■ **REQUIREMENTS**: Count the lines in the rows below that contain the string "road", where case matters, and reply with only that number.

-- begin --

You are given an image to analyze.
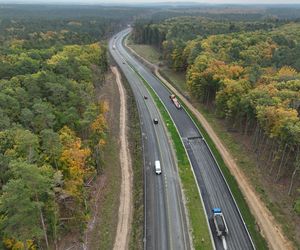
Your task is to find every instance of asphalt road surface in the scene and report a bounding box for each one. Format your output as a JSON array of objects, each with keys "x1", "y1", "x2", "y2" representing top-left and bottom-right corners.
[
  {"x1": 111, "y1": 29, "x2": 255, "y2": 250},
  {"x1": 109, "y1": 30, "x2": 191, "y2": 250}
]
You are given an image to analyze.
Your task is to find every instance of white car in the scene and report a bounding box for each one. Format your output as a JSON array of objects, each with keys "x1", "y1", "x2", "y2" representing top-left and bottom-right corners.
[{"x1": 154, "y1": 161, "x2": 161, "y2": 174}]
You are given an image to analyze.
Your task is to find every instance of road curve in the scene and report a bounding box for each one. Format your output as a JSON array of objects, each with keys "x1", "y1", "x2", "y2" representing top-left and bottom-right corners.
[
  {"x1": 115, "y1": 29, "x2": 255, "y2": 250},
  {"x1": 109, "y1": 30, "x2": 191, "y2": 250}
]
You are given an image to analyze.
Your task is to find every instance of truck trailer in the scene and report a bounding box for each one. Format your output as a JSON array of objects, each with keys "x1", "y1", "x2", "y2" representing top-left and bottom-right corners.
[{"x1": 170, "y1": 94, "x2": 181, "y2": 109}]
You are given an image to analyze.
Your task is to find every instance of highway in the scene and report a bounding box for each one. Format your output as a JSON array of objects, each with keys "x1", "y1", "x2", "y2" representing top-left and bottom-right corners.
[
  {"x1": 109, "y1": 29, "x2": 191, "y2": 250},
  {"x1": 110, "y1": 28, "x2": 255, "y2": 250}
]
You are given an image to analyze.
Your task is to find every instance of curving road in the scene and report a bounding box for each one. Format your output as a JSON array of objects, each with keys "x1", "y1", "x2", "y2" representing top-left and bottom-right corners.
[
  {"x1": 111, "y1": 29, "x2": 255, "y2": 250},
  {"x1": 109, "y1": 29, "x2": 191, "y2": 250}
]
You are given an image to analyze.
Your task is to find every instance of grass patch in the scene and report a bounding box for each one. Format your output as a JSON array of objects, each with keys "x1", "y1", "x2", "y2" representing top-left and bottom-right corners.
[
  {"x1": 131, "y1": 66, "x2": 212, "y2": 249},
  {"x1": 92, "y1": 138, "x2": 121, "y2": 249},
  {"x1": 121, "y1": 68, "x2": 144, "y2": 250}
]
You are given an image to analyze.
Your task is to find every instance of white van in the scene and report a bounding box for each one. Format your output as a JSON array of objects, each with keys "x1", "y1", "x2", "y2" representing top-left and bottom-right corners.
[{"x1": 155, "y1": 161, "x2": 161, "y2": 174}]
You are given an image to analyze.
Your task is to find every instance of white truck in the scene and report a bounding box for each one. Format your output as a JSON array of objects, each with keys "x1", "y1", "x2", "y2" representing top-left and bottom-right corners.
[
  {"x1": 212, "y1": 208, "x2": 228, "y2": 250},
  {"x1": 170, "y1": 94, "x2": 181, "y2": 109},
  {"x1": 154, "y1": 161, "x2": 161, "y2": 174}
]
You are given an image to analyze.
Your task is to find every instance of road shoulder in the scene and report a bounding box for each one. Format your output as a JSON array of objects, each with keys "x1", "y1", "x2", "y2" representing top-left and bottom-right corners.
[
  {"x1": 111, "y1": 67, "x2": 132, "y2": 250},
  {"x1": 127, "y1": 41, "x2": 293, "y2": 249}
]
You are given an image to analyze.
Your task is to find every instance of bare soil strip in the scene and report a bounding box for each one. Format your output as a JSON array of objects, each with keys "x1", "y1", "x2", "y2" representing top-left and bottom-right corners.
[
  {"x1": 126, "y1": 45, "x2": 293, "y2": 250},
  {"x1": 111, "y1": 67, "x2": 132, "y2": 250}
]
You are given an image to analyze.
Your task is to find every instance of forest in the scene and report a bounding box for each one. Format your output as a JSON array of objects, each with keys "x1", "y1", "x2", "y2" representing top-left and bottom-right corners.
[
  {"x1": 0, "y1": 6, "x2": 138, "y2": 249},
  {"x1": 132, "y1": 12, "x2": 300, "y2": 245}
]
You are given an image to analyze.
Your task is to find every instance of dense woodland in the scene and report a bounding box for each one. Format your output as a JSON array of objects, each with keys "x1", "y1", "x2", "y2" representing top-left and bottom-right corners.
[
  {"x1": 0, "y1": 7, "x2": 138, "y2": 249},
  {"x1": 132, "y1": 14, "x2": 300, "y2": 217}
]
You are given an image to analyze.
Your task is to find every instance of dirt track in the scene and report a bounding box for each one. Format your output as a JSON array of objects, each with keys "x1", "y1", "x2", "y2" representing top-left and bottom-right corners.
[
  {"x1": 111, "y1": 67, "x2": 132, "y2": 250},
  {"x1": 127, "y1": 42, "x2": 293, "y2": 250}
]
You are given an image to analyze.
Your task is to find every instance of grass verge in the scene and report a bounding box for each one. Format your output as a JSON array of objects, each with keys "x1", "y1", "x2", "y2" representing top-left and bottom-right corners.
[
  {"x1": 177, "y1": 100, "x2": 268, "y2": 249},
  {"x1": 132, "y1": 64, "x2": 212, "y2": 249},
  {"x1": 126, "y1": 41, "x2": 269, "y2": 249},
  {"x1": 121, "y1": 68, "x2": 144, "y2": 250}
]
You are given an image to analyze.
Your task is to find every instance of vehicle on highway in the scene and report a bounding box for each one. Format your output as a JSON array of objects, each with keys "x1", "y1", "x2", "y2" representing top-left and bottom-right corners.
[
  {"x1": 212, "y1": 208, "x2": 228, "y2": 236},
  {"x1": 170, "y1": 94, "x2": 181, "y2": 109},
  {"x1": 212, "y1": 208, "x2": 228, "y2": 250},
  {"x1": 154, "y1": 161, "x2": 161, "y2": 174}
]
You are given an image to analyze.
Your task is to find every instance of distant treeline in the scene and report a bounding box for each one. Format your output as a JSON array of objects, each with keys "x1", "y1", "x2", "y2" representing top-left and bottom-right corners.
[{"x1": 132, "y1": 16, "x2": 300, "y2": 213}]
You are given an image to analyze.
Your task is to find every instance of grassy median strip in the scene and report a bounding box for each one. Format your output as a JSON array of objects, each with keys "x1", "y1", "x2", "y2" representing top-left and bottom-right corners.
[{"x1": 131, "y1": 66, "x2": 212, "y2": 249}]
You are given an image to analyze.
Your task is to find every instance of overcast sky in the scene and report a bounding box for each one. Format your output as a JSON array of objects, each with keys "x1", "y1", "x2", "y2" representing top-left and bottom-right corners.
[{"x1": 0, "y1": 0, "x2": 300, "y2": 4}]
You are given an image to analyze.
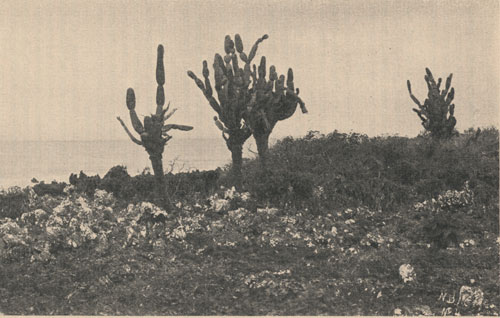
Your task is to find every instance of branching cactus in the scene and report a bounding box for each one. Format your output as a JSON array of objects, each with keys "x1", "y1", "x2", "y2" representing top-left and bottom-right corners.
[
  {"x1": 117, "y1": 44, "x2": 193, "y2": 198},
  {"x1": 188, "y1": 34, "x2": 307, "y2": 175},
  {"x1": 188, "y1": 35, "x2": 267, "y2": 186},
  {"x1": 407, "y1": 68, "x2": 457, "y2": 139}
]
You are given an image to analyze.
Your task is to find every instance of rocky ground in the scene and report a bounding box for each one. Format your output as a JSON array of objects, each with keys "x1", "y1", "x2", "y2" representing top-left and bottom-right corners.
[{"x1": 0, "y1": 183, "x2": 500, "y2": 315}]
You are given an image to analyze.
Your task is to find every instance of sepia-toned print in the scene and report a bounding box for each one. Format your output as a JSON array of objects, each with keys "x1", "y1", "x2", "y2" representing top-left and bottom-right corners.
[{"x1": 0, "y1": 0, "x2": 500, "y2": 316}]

-- end --

■ **OUTPUT FOR THIS TASK**: 4